Adequacy and safety of water quality test kits

Apart from producing reliable data for testing, the water quality FTKs have other significant attributes, such as ‘adequacy of FTK’, ‘safety aspects of FTK’, and ‘information made available to users’. The BIS specification describes the requirements of the apparatus and reagents, including the shelf-life of chemicals, fabrication, labelling and marking²⁸, however, in the present study, we intend to provide inputs for the development of the protocol to quantify the impacts of the adequacy, safety and information aspects of the FTK. The ‘adequacy of FTK’ is an important aspect, which means that (i) FTK has sufficient consumable to perform the stated number of tests; (ii) FTK can easily be portable for site analysis; (iii) FTK is not congested with material; (iv) FTK is a user-friendly means that procedures for operations are not complicated; and (v) the main apparatus and accessories are adequate¹⁰. The ‘safety aspects of FTK’ are other very significant parameters to be considered during evaluation, as FTKs are to be used by community members who are not familiar with the harmful impacts of chemicals. The various attributes related to safety are (i) hazards involved in using FTK; (ii) leakages of chemicals from droppers, reagent bottles, etc.; (iii) leakages of gas, in the case that gas evolves during testing; (iv) packaging of chemicals; and (v) fragility of the apparatus and reagent bottles¹⁰. The ‘Information for Users’ is also a very prominent aspect, which has the following attributes: (i) the user’s instructions are simple and adequate; (ii) necessary precautions are covered; (iii) procedures are provided for used material disposal; (iv) specifications of chemicals are available in the public domain; and (v) remedial measures are provided in case of accidents¹⁰.

Evaluation of field test kits in the laboratory and field

The present study illustrates a comprehensive evaluation of four numbers of commercially available arsenic FTKs at the Shriram Institute for Industrial Research, Delhi, India. All the FTKs were procured and codified as AsKit-1, AsKit-2, AsKit-3 and AsKit-4 to maintain confidentiality as major focus of this study is to develop and validate the FTK evaluation protocol. The chemicals/reagents available in kits are codified and are not available in the public domain. However, field test kits for arsenic testing are generally based on the Gutzeit method with some modifications. In general, as per this method, arsenic in a water sample is reduced by reaction with metallic zinc in powdered form or any other reducing agent in the presence of acid to arsine (AsH₃) gas, which is passed through a column containing a roll of cotton or filter impregnated with lead acetate [Pb(C₂H₃O₂)₂] solution to remove interferences. Generated arsine produces yellow–brown or pink stain/colour on test paper or graduated detector tube (generally impregnated with mercuric bromide) marked with arsenic concentration point. The intensity of stain/colour is proportional to the amount of arsenic concentration in the sample. The test results obtained with the kit are qualitative or semi-quantitative and need to be validated with accurate testing procedures. Hence, a laboratory evaluation of FTKs with respect to their effectiveness in testing arsenic was performed, followed by a field evaluation of the most effective FTK.

● Given information:
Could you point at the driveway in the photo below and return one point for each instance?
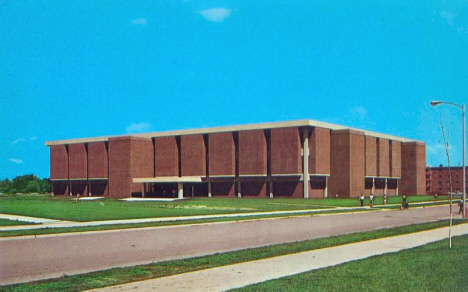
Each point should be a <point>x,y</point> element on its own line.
<point>31,258</point>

● Tasks:
1 - In the passage on water quality test kits, what is the test paper or graduated detector tube generally impregnated with?
2 - Summarize the passage on water quality test kits in two sentences.
3 - Write a continuation of the passage on water quality test kits, starting after its final sentence.

● Written responses:
1 - Mercuric bromide.

2 - Besides giving reliable data, water quality field test kits are judged on their adequacy, safety aspects, and information for users, each defined by five attributes such as sufficient consumables, chemical leakages, and simple instructions. The study evaluated four coded commercial arsenic kits, which generally use a modified Gutzeit method in which a stain's intensity is proportional to arsenic concentration, first in the laboratory and then by field evaluation of the most effective kit.

3 -
Materials and methods

Experimental water preparation and arsenic recovery

Arsenic (as As) concentrations ranging between 5 and 500 µg/L were selected on the basis of the concentration points specified in the FTKs under evaluation to determine the maximum number of samples spiked with standards required for the evaluation of FTKs (Table 1). Experimental water samples were prepared by spiking standards using certified reference materials (CRM) of arsenic traceable to the National Institute of Standards and Technology (NIST). The standards were spiked at different concentrations in demineralized (DM) water as well as in natural (ground) water to obtain water samples from different matrices. Groundwater samples from two different sources were selected: water having total dissolved solids, 550 mg/L termed as matrix-1 (M₁) water and water having total dissolved solids, 1200 mg/L termed as matrix-2 (M₂) water. Demineralized water represented control water (true negative). The arsenic concentration (as As) was analysed via the continuous hydride generation atomic absorption spectrometric (AAS-HG) method^8,29.

Table 1 Arsenic concentration range and arsenic (as As) detection by FTKs.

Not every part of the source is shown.